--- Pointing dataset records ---
□ □ □ □ □ □ □
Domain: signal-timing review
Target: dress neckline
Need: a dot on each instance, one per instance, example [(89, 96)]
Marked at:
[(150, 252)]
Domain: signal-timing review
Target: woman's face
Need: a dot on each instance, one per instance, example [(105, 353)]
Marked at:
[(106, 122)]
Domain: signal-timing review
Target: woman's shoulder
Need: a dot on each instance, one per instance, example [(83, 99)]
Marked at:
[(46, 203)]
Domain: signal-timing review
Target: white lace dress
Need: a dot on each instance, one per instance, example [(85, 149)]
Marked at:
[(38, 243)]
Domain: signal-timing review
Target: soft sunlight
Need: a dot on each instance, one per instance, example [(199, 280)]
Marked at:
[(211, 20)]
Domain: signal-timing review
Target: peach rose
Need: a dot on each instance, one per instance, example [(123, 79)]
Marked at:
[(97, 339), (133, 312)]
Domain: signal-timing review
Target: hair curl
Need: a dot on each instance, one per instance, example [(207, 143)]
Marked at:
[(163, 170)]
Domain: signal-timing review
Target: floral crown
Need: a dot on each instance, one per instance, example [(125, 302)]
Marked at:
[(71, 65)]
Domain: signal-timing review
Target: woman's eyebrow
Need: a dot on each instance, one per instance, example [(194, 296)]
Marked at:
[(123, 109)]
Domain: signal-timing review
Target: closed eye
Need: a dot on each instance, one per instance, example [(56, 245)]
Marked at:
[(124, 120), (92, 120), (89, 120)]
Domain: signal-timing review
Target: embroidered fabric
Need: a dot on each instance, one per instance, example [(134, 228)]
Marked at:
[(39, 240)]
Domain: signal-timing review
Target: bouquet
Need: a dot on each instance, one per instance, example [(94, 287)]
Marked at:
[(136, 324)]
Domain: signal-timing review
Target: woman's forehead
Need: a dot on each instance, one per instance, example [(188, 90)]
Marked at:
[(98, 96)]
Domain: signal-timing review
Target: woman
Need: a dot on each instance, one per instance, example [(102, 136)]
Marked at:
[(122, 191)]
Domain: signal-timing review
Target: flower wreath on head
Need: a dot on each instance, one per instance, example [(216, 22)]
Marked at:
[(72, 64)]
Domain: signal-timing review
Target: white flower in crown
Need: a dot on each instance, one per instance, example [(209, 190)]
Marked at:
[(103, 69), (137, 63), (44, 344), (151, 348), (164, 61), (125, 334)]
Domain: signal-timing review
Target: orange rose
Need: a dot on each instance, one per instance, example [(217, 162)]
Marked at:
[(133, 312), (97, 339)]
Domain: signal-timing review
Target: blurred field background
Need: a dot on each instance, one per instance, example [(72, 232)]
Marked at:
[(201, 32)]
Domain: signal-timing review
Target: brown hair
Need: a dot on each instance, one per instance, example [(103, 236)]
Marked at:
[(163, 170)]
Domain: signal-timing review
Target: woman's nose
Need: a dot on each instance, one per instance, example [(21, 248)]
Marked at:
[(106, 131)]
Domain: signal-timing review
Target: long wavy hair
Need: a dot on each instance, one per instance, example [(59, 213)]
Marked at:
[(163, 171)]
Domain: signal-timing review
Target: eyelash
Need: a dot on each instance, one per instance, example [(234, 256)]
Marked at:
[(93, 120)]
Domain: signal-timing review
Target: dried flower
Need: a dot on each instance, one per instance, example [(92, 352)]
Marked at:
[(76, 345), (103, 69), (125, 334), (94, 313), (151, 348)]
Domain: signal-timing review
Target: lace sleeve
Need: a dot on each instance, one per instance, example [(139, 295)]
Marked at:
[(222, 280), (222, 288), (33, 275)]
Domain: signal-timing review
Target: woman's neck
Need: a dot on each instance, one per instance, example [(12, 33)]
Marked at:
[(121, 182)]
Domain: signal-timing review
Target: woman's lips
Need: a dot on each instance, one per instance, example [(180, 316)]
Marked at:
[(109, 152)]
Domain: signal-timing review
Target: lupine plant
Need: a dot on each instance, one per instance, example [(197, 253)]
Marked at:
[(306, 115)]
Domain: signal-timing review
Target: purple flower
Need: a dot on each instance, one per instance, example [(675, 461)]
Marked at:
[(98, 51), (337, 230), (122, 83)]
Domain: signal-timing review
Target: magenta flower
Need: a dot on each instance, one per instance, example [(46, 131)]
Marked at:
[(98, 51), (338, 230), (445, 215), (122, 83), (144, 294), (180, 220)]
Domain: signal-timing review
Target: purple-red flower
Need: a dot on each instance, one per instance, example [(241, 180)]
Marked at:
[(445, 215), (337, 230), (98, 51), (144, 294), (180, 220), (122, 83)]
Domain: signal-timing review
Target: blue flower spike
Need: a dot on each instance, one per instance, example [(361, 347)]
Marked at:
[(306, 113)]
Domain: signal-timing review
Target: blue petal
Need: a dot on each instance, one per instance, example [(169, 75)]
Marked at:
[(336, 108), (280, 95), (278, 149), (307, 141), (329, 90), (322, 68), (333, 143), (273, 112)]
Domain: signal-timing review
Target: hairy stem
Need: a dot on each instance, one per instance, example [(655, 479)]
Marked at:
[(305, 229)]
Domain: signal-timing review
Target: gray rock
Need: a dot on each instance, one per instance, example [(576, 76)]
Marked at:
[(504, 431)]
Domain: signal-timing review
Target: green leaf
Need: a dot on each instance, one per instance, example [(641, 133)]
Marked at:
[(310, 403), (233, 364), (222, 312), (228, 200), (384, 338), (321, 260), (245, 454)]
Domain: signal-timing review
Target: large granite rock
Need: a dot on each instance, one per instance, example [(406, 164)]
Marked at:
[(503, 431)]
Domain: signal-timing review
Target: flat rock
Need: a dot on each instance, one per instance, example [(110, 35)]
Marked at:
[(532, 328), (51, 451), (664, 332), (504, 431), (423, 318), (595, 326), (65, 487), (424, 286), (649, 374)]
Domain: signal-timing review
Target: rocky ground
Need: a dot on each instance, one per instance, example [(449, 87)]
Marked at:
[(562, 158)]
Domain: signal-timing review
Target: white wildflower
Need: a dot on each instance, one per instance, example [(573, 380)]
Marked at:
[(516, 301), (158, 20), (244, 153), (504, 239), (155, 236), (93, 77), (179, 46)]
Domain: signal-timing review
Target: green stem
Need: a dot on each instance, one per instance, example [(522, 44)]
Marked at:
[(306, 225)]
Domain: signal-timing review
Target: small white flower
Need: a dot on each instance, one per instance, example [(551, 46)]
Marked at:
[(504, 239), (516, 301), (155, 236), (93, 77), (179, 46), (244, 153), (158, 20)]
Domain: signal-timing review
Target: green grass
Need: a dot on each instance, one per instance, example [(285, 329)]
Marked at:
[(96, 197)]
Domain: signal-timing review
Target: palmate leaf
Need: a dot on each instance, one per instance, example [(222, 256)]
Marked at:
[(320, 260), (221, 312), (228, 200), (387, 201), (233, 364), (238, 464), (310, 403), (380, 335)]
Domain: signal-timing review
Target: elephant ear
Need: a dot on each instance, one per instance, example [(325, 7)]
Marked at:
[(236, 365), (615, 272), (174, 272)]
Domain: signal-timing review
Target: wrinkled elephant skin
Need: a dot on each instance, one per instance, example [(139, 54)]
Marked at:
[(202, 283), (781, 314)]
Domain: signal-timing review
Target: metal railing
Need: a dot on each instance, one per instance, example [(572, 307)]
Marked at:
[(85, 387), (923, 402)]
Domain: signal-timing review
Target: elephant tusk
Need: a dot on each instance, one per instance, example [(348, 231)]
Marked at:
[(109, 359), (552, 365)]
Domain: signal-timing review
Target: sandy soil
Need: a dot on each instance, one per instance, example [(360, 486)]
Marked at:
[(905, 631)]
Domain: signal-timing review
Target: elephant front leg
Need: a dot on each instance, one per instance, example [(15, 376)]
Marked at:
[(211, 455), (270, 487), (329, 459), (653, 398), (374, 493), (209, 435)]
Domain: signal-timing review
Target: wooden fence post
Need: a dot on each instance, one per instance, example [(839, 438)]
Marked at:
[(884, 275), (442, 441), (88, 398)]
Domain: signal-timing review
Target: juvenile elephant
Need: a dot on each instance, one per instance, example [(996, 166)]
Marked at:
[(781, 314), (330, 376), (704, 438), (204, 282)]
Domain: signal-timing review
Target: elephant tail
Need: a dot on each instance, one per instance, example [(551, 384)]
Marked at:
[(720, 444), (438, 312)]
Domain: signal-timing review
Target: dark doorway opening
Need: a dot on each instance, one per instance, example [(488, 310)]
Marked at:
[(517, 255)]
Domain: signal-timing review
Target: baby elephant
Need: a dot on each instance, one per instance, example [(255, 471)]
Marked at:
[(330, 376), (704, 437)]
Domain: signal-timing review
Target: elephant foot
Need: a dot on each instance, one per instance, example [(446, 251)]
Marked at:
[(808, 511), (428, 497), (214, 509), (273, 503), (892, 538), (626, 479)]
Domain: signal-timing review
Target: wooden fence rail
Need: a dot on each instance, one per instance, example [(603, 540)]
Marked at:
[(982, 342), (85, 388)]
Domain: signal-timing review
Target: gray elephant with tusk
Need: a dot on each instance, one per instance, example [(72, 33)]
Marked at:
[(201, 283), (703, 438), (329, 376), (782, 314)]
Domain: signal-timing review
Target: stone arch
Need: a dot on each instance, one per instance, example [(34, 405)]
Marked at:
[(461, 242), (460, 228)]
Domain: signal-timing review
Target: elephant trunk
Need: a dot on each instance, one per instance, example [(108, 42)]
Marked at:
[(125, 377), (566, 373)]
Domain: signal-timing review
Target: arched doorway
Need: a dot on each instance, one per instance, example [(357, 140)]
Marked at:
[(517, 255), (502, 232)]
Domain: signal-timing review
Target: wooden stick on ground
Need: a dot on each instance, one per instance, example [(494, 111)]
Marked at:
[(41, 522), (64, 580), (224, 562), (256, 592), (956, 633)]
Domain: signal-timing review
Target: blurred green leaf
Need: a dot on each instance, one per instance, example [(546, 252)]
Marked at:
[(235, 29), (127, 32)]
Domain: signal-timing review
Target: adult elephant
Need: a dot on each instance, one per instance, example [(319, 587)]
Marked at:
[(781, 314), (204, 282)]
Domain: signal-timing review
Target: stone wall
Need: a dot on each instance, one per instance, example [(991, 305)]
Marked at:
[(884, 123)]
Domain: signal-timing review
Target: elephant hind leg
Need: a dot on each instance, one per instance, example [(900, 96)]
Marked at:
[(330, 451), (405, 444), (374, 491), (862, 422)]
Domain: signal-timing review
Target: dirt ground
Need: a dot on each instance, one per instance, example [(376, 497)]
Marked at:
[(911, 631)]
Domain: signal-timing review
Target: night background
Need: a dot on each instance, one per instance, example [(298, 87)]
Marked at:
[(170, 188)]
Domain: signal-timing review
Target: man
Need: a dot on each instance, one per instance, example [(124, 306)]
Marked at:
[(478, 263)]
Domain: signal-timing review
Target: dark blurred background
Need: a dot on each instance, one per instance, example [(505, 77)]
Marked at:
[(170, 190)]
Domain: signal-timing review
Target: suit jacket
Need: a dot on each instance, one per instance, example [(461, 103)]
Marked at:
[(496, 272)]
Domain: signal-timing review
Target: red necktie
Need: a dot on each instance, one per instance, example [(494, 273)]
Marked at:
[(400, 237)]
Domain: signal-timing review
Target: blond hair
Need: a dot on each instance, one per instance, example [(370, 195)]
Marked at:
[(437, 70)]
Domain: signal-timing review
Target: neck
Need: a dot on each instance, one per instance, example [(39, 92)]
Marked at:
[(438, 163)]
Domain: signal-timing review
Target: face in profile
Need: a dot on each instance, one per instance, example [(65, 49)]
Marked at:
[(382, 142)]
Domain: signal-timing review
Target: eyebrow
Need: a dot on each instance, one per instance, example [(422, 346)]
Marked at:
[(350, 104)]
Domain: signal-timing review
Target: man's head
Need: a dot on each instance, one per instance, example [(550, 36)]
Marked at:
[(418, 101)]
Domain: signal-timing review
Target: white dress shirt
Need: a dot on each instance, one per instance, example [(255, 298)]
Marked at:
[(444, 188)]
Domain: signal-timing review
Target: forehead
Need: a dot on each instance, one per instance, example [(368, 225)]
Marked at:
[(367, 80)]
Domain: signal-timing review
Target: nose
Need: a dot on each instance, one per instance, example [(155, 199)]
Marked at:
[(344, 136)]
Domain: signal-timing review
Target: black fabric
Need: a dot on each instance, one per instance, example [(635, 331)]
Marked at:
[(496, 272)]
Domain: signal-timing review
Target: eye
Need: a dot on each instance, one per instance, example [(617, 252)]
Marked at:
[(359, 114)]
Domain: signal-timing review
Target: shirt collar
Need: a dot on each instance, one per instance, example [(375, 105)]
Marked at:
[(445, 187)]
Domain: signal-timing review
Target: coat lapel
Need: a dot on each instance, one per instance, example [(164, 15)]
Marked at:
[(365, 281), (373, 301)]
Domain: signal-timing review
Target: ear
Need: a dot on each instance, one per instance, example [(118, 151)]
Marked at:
□ □ □ □ □ □ □
--- Written task ---
Repeat the lines from the start of the records through the line that contains "[(150, 252)]", both ends included.

--- In response ---
Domain: signal-timing review
Target: dress neckline
Need: a dot on each instance, one per instance, example [(89, 96)]
Marked at:
[(150, 252)]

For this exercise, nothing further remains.